DOCUMENT SECTION:
··········
High Plains Chautauqua
August 3-7, 2010
American Voices: Breaking the Mold



LANGSTON HUGHES
(1902-1967)
The One and Only
by Charles Everett Pace

James Langston Hughes’ mold-breaking ways emerged as an act of nature. A descendent from a maternal lineage of abolitionists, writers, pioneers and politicians, as well as his expatriate father, Hughes appeared destined for a life of significance. Hughes broke the mold in his career choice (writer), subject matter (Black culture), and like other family members, his wandering ways. He was born in Missouri, raised in Kansas, Illinois and Ohio, and lived in Harlem, Paris and other places. His literary journey began upon publication at age 18 of his poem I’ve Known Rivers, written as his train crossed the Mississippi, as he traveled to visit his father in Mexico. Forty-one years later, the journey reached a major milestone upon his induction into the National Institute of Arts and Letters.

By age 28 Hughes asserted “I had to make a living from writing itself” and became the first African-American to earn his living exclusively from writing.  Soon jubilant, though melancholy proved the greater muse, Hughes and his contemporaries burst forth with a profusion of literary output.

Hughes’s poetry, and especially his blues poetry, also broke the mold in the representation of Black people in America. Hughes felt that the blues form illuminates best a Black aesthetic because it is an African-American folk form. Popularized in print, raised to a high art, the blues courageously engage the world. Says Hughes, “Politics in any country in the world is dangerous. For the poet, politics in any country had better be disguised as poetry. Politics can be the graveyard of the poet. And, only poetry can be his resurrection.”
··········
DATASET ROWS:
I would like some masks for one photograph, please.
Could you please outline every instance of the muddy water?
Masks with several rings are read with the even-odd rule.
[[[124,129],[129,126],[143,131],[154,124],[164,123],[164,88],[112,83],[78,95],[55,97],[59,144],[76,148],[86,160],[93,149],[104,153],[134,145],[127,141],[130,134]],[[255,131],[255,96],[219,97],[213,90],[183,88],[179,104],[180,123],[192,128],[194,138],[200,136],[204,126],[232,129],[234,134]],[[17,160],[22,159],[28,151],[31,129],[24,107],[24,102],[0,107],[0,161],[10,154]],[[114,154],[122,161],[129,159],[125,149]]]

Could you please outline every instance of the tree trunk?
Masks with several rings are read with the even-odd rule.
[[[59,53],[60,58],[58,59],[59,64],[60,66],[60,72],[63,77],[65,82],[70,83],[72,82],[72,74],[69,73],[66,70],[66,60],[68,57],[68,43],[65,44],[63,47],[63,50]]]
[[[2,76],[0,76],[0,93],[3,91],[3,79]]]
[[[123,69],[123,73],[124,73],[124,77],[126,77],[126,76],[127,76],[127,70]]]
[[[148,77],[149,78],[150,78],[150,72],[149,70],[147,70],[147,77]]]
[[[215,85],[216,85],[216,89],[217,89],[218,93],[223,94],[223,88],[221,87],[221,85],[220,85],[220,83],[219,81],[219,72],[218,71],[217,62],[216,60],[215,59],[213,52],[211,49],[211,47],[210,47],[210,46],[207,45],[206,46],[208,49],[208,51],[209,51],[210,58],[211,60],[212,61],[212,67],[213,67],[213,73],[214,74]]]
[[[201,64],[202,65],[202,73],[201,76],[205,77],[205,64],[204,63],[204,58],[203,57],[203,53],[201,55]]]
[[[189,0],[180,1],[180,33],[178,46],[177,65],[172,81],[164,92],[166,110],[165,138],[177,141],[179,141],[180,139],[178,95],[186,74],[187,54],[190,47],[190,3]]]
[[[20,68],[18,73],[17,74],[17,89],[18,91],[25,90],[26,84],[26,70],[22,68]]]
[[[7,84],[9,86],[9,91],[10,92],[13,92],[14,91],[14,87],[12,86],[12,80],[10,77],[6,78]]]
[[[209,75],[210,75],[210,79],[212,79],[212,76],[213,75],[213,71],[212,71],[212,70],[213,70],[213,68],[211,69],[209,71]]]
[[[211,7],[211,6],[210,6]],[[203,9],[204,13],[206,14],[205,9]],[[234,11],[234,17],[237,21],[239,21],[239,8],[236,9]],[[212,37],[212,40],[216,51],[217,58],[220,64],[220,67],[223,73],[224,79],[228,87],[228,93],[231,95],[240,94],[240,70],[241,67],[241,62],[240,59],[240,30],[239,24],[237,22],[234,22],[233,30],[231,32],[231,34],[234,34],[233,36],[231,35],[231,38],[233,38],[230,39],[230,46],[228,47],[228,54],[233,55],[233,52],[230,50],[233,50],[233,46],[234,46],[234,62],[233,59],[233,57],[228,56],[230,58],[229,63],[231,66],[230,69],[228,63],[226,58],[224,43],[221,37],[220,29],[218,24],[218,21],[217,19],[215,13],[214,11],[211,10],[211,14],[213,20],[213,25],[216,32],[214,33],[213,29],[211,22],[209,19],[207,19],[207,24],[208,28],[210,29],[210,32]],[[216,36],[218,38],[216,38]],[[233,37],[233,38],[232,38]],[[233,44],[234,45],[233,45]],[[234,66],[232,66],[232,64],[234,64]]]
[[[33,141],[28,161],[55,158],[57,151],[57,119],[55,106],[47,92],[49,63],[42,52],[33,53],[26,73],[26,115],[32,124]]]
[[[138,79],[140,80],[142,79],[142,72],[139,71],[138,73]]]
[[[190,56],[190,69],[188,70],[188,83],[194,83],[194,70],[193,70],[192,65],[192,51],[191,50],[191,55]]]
··········
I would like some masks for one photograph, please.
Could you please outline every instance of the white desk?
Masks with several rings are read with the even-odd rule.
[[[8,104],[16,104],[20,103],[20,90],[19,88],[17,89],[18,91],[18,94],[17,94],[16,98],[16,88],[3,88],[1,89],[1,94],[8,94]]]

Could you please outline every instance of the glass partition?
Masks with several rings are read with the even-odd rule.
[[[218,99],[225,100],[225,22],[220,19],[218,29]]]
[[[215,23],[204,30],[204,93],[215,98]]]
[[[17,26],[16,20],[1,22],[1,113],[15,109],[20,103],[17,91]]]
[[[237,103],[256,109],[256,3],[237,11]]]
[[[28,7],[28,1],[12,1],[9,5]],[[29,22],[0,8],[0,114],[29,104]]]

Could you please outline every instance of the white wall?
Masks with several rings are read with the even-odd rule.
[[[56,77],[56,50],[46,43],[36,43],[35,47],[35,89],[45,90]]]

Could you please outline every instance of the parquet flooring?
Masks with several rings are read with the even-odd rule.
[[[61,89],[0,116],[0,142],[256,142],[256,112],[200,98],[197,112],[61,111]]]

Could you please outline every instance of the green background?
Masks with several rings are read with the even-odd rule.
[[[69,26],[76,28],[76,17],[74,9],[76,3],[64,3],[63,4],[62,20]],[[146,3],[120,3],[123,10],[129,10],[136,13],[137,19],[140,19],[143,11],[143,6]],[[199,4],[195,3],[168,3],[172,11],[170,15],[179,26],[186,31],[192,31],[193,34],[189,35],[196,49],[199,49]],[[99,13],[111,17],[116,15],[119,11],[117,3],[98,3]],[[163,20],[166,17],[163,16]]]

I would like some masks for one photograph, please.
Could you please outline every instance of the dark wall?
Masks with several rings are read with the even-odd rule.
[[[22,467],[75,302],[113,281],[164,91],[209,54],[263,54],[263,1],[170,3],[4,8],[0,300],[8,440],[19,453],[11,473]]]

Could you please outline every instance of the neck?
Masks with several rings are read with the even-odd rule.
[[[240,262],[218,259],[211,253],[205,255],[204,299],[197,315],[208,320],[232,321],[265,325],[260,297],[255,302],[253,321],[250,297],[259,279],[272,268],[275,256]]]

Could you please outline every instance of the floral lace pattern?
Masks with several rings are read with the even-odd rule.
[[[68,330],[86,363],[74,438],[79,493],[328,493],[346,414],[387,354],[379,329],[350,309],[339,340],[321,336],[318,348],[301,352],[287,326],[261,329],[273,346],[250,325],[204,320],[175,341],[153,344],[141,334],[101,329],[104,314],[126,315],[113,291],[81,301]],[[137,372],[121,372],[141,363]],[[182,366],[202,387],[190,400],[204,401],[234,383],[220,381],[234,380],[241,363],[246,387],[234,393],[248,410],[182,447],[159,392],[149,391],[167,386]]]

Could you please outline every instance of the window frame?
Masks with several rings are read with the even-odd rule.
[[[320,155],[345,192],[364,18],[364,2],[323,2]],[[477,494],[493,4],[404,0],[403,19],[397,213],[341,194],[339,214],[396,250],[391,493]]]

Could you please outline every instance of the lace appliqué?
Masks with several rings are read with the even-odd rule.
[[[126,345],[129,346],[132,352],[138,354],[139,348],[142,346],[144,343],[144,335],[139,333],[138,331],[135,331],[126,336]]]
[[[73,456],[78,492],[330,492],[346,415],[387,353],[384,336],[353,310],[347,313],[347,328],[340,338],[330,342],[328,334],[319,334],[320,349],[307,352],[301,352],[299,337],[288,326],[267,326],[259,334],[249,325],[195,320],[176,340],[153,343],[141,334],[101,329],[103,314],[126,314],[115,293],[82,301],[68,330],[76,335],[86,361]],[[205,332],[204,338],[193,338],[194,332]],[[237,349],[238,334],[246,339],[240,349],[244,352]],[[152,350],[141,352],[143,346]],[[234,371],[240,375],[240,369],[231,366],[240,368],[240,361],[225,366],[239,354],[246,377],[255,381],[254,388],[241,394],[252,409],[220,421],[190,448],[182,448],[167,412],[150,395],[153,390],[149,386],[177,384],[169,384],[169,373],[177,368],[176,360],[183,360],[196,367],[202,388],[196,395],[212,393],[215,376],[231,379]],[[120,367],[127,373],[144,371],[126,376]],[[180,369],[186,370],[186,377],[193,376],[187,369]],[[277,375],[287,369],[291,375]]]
··········
AIM 1: In the Langston Hughes profile, how old was Hughes when his poem I’ve Known Rivers was published?
AIM 2: Go on with the Langston Hughes profile from where it stops.

WRITTEN ANSWER 1: He was 18.

WRITTEN ANSWER 2:
Through the blues, Hughes explored Black people’s complicated relationship with democracy. He embodied this complication of self expression in hostile space. Love, laughter, ambivalence served him well as themes, but most revealingly, Langston wrote about dreams. The American dream. Is it one conferred or deferred? And to whom? And, at what price?

Uncompromisingly a “race man,” yet Hughes linked himself resolutely to humanity. “I’ve never felt,” he related to a friend in 1961, “that my ‘me’ was any less or any more than anybody else. Nor have I ever felt very race-conscious in the ingrown sense – which is maybe why I have an objectivity of sorts in my writing which is not as ‘colored’ as it seems to be on the surface.”

In response to a Who’s Who in America (1967) request for a one sentence summary of his life’s goal, Hughes wrote, “My seeking has been to explain and illuminate [Black people’s] condition in America and obliquely that of all human kind.” Christened by his peers “the people’s poet,” Langston Hughes gave the world a glimpse into the Black side of what Black America was, is, and so far as I can see, will be for generations to come. Word.


RECOMMENDED READING

Hughes, Langston. The Big Sea. New York: Hill and Wang, 1940.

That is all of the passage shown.